- [Tu objetivo]:
Indica si cada afirmación concuerda con el texto sobre Carlos y la lotería. Responde sí o no y cita textualmente las palabras del texto que lo deciden.
(a) Carlos perdió su trabajo en el casino por quedarse con fichas que no le correspondían.
(b) Carlos ganó en la lotería un premio de 500.000 dólares sin compartirlo con nadie.
(c) El padre le aconsejó guardar 300.000 dólares por las dudas.

- [Texto proporcionado]:
● ● ● ●

Aún se puede volver al futuro
Carlos trabajaba en un casino. Le iba bien. Sacó un crédito y se compró un departamento. Entregó el viejo Renault 9 y se subió a una camioneta importada. Años después pudo cumplir el sueño de la casa de fin de semana. Pero un día lo pescaron quedándose con unas fichas de más y lo echaron. Carlos tuvo que vender la camioneta y la casa. Alquiló su departamento y se mudó a uno más chico.
Hasta que se sacó la lotería. Premio compartido de 500.000 dólares. Mucha plata, pero no suficiente para dejar de trabajar si quería mantener su nivel de vida. El padre le recomendó poner 100.000 para hacer un MBA, invertir 300.000 para armar una empresa y guardarse 100.000 por las dudas. Su amigo Mariano le dijo: "Carlitos, la vida es corta. Acordate del futbolista George Best, que dijo que gastó casi toda su fortuna en mujeres, autos y alcohol, y el resto lo desperdició". Carlos, como la Argentina, optó por el corto plazo. Quizás tenga suerte y se saque otra lotería cuando se le acaben los 500.000. Pero quizás no.

● ● ● ●

- [Información dada]:
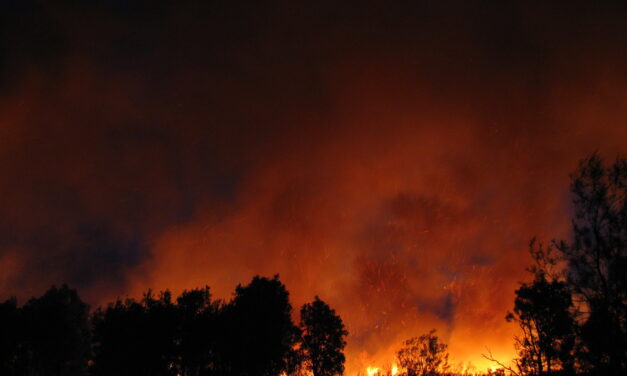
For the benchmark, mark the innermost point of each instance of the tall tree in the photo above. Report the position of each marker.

● ● ● ●

- [Respuesta al problema]:
(a) Sí: "un día lo pescaron quedándose con unas fichas de más y lo echaron".
(b) No: "Premio compartido de 500.000 dólares".
(c) No: "invertir 300.000 para armar una empresa y guardarse 100.000 por las dudas".